Short problem: Copy the stretch of the blog post below from "Daisy Buchanan - Gatsby's" through "her husband Tom." word for word.
----- Document
Sunday, June 13, 2010

Monday June 14, 2010 last blog!

This is the last bonus to which I referred on Friday. Read it, and explain its significance for 100 points. Leave next to the computer at the beginning of class, as usual. Good Luck. (It has nothing to do with literature.)


Thursday and Friday's notes:
The novel The Great Gatsby by F. Scott Fitzgerald
characters: Nick Carraway (third person limited narrator), Jay Gatsby (working class guy, who while stationed in Louisville, Ky before shipping out to Europe to fight, meets and falls in love with weathy, flighty Daisy Buchanan. She becomes his reason d'etre and he devotes his life to creating the life to which she is accostomed, so that she will leave her husband Tom and be with Gatsby. Unfortunately, this is the 1920's and his easiest option is bootlegging. He owns a chain of drug stores. He represents the nouveau riche, new money, while Tom and Daisy are the established monied, having attended the right schools and a place in the social register.

Daisy Buchanan - Gatsby's love interest; however, when push comes to shove, as in her having killed Myrtle and Gatsby takes the blame, she takes off with her husband Tom.
Tom Buchanan- educated at Yale, privledged, arrogant, racist, anti-semitic, philanderer (having an affair with Myrtle- one of many)
Nick Carraway- Daisy's cousin; in New York and living in West Egg Long Island for the summer, where he meets his neighbor Gatsby.
themes of disloyalty, the quest for the Ameican Dream, how love drives life, how love deludes
novel Black Boy by Richard Wright
this is a fictionalized version of his life
setting: 1920's / 1930's: rural Mississippi, Memphis and Chicago--time of the Jim Crow Laws
grows up in poverty; father deserts family, very conservative religious atmosphere
plot notes: burning down the house, regualar beatings, derided for his interest in literature
theme of hunger, both literal and metaphorical. Literature is his salvation. Man gives him library card; teacher shares fictional stories
poem Thanatopsis by William Cullen Bryant
Romanticism / transcendentalism- mid 19th century
a meditation on death
Life is cyclical; the soul is ever present in Nature, which is viewed as a manifestation of God. Death is not to be feared, for it's a continuation, a dream
the tone is pensive and optimistic, for there is constant renewal
Themes of individualism, renewal of of life, and the interconnectedness of all things.
----------
----- Given information
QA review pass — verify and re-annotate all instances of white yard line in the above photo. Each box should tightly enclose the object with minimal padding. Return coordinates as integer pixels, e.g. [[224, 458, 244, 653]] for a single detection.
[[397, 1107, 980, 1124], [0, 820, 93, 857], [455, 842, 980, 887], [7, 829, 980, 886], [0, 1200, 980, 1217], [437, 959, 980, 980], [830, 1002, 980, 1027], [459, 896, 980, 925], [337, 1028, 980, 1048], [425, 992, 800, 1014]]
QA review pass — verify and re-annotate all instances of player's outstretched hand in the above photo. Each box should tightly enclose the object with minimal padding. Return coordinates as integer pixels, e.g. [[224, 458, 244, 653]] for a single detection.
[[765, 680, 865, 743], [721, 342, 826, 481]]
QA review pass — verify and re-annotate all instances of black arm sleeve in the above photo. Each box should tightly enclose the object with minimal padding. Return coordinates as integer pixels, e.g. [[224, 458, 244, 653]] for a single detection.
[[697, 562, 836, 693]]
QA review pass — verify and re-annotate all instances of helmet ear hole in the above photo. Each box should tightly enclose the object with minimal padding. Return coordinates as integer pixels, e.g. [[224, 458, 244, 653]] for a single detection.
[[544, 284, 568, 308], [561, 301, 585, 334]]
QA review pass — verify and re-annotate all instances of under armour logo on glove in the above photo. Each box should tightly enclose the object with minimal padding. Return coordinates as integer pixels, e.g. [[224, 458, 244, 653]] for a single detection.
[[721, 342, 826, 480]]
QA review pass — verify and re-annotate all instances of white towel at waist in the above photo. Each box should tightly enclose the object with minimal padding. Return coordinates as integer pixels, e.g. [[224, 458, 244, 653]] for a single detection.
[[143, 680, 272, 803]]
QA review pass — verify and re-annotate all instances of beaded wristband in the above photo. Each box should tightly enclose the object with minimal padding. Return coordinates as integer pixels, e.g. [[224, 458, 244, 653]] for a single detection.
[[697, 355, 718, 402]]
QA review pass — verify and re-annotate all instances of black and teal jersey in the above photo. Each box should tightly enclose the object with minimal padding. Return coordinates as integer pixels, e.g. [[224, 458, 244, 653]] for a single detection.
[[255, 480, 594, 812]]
----------
Written answer:
Daisy Buchanan - Gatsby's love interest; however, when push comes to shove, as in her having killed Myrtle and Gatsby takes the blame, she takes off with her husband Tom.